-- Tasks to perform --
• A. From the 1916 suffrage campaign text, extract the passage between "The slogan of the Wilson" and "record on Suffrage.", inclusive, copying it verbatim.
• B. Condense the paragraph of the 1916 suffrage campaign text that begins "In Chicago, described by the Chicago Tribune" into a short bulleted list that keeps its main facts.
• C. Continue the 1916 suffrage campaign text, starting after its final sentence.

-- Document segment --
****************
The slogan of the Wilson party was, “He kept us out of war.” The slogan of the Woman’s Party developed, “He kept us out of Suffrage.”

The Democrats, remembering the results of the campaign of 1914, were far from indulgent of this small army, the members of which were all generals.

In Denver, Elsie Hill the Woman’s Party organizer was arrested and hurried to the police station in a patrol wagon. The only charge against her was that she had distributed literature telling the Democratic record on Suffrage.

In Colorado Springs, the Federal Amendment banner was “arrested” and locked up for the night in jail.

In Chicago, described by the Chicago Tribune as the “pivotal point of the 1916 election,” this hostility was much more violent. The day that Wilson spoke there a hundred women, some of them carrying inscribed banners, stationed themselves at the entrance to the auditorium where he was to appear. They were attacked by groups of men, who tore their banners out of their hands, and demolished them. Several women were thrown to the ground, and one, still clinging to the banner, was dragged across the street.
****************
-- Dataset content --
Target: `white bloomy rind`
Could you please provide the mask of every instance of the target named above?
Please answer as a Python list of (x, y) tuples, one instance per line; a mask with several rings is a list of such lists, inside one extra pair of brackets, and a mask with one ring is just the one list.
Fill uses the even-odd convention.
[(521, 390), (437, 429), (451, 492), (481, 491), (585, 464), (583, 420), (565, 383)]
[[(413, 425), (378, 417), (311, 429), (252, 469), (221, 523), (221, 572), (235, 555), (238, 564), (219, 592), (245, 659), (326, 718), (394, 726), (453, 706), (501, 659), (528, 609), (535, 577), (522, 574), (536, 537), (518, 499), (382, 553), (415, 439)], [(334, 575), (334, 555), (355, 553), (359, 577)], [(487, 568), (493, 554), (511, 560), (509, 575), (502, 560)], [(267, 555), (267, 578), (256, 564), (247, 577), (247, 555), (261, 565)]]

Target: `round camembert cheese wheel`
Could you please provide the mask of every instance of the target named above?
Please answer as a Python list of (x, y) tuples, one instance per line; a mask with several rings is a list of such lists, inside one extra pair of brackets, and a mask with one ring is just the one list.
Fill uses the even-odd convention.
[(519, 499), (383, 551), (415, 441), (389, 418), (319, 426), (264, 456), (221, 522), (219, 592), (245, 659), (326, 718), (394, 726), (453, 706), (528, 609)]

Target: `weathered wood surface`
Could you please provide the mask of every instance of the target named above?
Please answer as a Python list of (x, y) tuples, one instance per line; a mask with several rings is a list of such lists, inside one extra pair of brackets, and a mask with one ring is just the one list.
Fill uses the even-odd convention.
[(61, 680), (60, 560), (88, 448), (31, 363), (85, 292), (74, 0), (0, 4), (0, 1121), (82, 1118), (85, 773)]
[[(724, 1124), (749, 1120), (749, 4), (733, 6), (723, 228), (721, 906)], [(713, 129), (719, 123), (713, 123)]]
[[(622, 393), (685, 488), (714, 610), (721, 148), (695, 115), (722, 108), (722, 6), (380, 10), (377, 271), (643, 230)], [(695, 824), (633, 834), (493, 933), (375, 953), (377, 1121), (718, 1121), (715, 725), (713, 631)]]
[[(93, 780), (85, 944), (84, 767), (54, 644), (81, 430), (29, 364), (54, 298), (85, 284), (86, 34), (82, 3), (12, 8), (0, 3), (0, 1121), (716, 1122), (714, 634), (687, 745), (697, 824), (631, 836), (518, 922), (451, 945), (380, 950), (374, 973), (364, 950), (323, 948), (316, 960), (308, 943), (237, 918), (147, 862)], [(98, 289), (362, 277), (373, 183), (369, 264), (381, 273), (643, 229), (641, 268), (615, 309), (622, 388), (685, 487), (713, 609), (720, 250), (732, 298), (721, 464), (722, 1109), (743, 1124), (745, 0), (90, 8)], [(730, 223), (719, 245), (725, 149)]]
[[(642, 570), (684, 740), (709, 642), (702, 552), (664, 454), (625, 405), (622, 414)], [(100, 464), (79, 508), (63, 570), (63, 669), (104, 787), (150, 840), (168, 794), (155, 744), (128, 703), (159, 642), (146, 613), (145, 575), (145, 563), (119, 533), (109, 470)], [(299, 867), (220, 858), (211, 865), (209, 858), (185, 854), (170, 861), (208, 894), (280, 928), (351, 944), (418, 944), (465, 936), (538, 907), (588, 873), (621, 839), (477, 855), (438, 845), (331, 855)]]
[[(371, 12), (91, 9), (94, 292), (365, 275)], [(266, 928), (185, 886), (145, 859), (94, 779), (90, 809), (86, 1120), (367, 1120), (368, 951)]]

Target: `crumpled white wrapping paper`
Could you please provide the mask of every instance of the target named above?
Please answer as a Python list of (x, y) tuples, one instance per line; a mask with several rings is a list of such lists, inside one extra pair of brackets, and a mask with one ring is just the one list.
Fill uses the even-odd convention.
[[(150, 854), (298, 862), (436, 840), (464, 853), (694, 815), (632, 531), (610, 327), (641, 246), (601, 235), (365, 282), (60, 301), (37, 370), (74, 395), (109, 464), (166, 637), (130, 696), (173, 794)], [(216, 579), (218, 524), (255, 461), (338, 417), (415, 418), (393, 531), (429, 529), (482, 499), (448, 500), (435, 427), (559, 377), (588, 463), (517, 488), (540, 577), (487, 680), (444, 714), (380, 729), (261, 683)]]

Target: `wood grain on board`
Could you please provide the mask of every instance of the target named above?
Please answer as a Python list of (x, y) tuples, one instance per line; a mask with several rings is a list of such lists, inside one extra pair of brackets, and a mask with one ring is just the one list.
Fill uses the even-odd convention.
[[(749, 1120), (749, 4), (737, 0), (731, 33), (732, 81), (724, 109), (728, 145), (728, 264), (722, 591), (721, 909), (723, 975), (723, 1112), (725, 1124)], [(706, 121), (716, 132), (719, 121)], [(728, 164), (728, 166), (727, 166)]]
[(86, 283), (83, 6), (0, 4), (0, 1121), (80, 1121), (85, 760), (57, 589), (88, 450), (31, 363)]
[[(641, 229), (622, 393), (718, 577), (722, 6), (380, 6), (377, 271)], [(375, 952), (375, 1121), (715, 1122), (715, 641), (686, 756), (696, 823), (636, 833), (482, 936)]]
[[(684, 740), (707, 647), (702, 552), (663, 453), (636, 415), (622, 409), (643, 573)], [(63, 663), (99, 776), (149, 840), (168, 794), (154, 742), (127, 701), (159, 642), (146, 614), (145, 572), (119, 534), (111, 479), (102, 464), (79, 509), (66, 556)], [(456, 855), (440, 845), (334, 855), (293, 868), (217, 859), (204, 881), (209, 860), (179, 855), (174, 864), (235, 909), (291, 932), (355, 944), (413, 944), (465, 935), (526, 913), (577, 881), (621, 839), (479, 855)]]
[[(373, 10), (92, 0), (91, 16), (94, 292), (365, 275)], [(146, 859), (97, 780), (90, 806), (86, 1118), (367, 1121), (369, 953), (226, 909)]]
****************
-- Answers for the exercise --
• A.
The slogan of the Wilson party was, “He kept us out of war.” The slogan of the Woman’s Party developed, “He kept us out of Suffrage.”

The Democrats, remembering the results of the campaign of 1914, were far from indulgent of this small army, the members of which were all generals.

In Denver, Elsie Hill the Woman’s Party organizer was arrested and hurried to the police station in a patrol wagon. The only charge against her was that she had distributed literature telling the Democratic record on Suffrage.

• B.
- The Chicago Tribune called Chicago the "pivotal point of the 1916 election," and hostility there was much more violent than elsewhere.
- On the day Wilson spoke in Chicago, a hundred women, some carrying inscribed banners, stood at the entrance to the auditorium where he was to appear.
- Groups of men attacked them, tore the banners from their hands and demolished them.
- Several women were thrown to the ground.
- One woman, still holding on to her banner, was dragged across the street.

• C.
This was followed by an attack upon Minnie E. Brooke, one of the Woman’s Party speakers. She was alone, walking quietly down Michigan Boulevard. She had a small purple, white, and gold flag in her hand, and was wearing the regalia of the Woman’s Party. Suddenly two men darted up to her, and tried to tear her colors away. In the struggle she was thrown down and would have fallen in front of an automobile had not a hotel employee run to her assistance.

However, in the out-of-way country places in the Western States, the Woman’s Party speakers were received with that hearty hospitality, that instant and instinctive chivalry, which marks the West. In this campaign, they made a point of appearing in the State and County Fairs which characterized the late summer and early fall months.

On Frontier Day, at the Douglas County Grange at Castle Rock, Colorado, Elsie Hill spoke—to a grandstand crowded with people—between the end of the relay race (in which the riders changed horses and saddles) and the beginning of the steer-roping contest. On the stand were massed men, women, and children. Just over the fence crowded hundreds of cowboys and farmers.

Street processions also characterized this campaign. At night in Salt Lake City occurred an extraordinary parade—a river of yellow. The squad of mounted policemen who headed the procession wore the purple, white, and gold regalia of the Woman’s Party. Marching women carried lighted yellow Japanese lanterns. The people who filled the automobiles carried yellow lanterns. The huge Amendment banner was yellow. Yellow banners were strung across the streets.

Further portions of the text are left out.